[[ Extract, beginning ]]

Botanic Gardens Trip with Year Eight Museum Council

On Monday 20th March, the Year Eight Museum Council were invited to visit Oxford's beautiful Botanic Gardens to experience some amazing plants, and think about what plants might be included in the Museum of Climate Hope trail.
We arrived fresh from a rainy walk down the hill to be greeted warmly by Lauren Baker, Secondary Learning Officer, and Bill Finnegan, University of Oxford researcher. We started by hearing a bit about the history of the Botanic Gardens - how it used to be called the Physic Garden, and  how it was set up in 1621 by Henry Danvers, 1st Earl of Danby. The Danby Gate, the striking arched entrance from the main road, is named after him.
The first thing Lauren took us to see were the mandrakes, which were in the medicinal beds. Lauren explained how mandrakes (made famous by the Harry Potter 'screaming mandrakes') had been used as an early anaesthetic, but that the difference between a teaspoon and a table spoon could mean it was either effective or might stop your heart. Lauren went on to explain how the medicinal gardens had once been laid out according to which area of medicine plants were used in (e.g. dermatological, cardiology, etc), but that they were now split into different themes, including for example 'modern medicine', 'wise women' plants, and plants which were thought to be effective on the part of the body they appeared to be shaped like ('bladderwort', 'lungwort').
We explored the glasshouses, starting with the arid house, filled with cacti and succulent plants.We saw how two huge cacti had evolved to look very similar despite being entirely separate species on different continents. Bill talked to the group about 'resilience' being one of the themes of the Museum of Climate Hope. These plants demonstrate resilience to dry conditions in a variety of ways. We then looked around the palm house, and were able to see cocoa, tobacco, ginger, cotton and many other plants. Lauren explained how plants have been such a fundamental part of human history in good and bad ways, from papyri and its role in recording history, to cotton, bound up with human exploitation in the slave trade. Plants such as cocoa, coffee and tobacco have become a huge part of human consumption with their addictive chemical effects.
We then went back outside to see the Botanic Garden's oldest tree, its yew tree. Lauren explained how the yew tree provides elements of drugs used in the treatment of breast and other cancers too.
Our final visit was to a glasshouse filled with overwhelming fragrance from a range of flowering plants, including citrus fruits. Here Bill asked everyone to talk about what plant had inspired them on their visit.
It was a fascinating visit, and we are very grateful to Lauren and Bill for introducing us to such wonderful plants and ideas!

[[ Extract, end ]]

Your task »
Answer these questions from the account of the Botanic Gardens trip.
(a) What was the Botanic Gardens formerly called?
(b) What had mandrakes been used as?
(c) What kind of tree is the Botanic Garden's oldest tree?

[[ Provided records, beginning ]]

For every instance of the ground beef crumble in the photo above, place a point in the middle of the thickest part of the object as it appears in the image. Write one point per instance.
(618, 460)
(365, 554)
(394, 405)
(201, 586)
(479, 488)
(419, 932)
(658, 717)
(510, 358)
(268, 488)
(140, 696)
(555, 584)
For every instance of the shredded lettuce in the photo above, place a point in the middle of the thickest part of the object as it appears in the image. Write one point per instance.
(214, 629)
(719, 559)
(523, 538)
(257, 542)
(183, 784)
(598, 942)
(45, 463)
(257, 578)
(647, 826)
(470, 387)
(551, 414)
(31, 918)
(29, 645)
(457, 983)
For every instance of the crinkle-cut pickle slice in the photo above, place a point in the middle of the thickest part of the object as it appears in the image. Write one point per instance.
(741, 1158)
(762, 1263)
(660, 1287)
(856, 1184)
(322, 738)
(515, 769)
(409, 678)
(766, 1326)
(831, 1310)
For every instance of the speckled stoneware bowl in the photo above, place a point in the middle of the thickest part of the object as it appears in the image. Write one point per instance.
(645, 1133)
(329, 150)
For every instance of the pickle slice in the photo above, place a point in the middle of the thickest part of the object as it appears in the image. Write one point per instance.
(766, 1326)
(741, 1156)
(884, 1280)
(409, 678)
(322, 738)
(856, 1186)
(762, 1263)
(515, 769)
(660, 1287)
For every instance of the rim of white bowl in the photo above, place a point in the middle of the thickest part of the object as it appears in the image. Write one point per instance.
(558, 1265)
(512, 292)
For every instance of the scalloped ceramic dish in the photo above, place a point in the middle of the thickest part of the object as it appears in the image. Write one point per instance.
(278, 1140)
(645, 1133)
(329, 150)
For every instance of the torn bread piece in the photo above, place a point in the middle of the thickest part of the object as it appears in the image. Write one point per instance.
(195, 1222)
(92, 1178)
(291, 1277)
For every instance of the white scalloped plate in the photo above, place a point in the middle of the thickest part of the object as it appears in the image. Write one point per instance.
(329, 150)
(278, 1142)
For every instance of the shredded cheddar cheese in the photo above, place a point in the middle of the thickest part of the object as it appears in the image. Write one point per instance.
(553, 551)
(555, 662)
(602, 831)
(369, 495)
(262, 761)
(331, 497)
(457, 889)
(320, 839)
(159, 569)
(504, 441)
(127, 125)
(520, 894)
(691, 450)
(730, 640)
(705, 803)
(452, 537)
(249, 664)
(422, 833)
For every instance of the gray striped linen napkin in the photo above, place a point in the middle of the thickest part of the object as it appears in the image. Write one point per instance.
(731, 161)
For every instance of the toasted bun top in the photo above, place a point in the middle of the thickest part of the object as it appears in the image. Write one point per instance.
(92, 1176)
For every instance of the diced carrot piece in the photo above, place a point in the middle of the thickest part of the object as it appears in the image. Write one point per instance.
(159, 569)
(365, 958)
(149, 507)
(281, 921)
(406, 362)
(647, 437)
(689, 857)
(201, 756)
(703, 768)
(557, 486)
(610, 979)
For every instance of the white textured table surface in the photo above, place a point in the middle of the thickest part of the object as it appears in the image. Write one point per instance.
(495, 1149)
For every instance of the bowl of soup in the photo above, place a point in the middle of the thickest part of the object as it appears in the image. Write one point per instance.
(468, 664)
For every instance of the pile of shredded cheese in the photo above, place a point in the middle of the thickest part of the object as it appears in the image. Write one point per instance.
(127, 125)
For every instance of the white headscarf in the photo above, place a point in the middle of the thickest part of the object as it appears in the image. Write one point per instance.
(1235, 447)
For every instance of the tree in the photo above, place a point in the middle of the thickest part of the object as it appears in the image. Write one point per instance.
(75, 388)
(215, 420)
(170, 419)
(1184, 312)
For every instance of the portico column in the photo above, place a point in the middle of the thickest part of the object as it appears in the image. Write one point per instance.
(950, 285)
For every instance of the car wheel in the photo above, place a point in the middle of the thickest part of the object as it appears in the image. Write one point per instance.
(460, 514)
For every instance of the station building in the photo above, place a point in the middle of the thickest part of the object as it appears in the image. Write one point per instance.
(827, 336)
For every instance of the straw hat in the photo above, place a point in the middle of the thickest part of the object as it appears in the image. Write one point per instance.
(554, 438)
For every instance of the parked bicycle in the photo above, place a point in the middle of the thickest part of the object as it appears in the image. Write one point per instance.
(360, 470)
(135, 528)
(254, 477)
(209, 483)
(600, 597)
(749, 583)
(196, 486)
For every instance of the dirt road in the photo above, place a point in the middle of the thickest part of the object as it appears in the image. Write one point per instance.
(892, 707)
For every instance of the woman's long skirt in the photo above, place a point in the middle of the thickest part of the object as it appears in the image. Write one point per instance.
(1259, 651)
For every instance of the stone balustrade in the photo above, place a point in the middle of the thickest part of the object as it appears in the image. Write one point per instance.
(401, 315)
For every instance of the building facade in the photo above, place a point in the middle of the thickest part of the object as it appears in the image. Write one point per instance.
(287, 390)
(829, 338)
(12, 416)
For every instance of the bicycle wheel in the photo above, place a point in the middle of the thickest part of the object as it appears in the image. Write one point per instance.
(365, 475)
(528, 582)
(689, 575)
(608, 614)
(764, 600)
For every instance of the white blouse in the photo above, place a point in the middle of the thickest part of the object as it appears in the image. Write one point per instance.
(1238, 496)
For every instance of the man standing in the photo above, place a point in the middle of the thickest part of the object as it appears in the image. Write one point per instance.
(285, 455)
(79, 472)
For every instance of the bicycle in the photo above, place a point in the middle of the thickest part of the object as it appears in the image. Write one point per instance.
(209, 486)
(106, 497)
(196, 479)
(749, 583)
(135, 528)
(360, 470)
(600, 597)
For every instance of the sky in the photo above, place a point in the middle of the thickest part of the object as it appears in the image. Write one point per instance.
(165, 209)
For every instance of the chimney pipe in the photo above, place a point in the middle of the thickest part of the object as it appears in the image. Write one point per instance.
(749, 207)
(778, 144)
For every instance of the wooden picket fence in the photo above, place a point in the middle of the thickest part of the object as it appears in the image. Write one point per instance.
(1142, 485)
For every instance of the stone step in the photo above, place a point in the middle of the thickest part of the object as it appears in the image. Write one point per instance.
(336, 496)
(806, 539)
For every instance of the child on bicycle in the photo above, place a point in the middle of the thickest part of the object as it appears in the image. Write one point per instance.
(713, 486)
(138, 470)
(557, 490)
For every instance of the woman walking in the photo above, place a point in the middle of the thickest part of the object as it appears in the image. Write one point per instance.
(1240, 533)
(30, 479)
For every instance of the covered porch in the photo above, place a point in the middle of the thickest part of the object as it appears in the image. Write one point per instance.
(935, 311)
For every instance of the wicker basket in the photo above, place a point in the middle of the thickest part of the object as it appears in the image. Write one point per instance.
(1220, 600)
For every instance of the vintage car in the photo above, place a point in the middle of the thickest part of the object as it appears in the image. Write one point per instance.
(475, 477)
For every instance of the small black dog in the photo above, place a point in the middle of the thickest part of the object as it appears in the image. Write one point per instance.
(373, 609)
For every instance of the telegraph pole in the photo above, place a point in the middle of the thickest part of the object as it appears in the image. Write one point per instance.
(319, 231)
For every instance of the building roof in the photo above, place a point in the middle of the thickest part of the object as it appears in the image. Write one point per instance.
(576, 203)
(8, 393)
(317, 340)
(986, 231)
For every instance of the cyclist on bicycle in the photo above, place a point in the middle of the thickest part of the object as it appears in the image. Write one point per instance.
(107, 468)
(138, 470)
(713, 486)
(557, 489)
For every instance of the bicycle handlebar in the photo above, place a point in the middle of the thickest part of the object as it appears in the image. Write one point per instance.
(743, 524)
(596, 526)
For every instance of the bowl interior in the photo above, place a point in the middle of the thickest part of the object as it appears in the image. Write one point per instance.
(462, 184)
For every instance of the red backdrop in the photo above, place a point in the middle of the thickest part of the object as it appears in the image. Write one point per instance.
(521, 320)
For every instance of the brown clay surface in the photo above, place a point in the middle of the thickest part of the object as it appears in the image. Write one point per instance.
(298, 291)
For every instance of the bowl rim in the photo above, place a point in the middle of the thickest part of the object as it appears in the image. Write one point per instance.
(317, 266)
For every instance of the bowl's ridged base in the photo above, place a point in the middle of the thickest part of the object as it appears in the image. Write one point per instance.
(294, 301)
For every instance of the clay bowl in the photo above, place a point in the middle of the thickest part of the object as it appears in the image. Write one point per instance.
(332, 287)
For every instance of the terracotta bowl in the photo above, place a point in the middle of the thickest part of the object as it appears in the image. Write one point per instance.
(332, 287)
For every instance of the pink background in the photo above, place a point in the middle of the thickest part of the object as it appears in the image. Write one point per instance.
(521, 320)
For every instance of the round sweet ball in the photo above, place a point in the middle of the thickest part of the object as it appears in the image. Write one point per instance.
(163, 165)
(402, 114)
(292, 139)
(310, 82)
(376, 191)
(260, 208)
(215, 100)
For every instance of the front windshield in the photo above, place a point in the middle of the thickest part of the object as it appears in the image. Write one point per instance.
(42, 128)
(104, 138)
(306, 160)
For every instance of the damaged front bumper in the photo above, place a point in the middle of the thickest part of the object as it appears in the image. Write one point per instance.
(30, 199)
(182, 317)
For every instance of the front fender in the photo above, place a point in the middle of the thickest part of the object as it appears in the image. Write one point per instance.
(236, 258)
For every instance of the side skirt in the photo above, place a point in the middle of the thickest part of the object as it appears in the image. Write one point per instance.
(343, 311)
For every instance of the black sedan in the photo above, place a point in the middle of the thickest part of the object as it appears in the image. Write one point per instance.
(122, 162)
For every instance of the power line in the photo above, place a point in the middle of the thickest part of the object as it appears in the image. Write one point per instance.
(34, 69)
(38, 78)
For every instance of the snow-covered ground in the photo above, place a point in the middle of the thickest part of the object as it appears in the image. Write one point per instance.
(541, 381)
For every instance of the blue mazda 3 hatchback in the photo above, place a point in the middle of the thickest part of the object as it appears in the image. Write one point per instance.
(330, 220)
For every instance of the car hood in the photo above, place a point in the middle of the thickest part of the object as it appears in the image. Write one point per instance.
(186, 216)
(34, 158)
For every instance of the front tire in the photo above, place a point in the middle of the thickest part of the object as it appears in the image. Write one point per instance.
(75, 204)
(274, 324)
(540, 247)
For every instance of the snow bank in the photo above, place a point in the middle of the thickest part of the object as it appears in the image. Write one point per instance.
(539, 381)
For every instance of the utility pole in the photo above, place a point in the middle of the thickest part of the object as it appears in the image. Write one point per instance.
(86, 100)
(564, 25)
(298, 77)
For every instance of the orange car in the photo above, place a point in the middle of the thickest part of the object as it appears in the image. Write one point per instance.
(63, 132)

[[ Provided records, end ]]

Solution for this problem »
(a) The Physic Garden
(b) An early anaesthetic
(c) A yew tree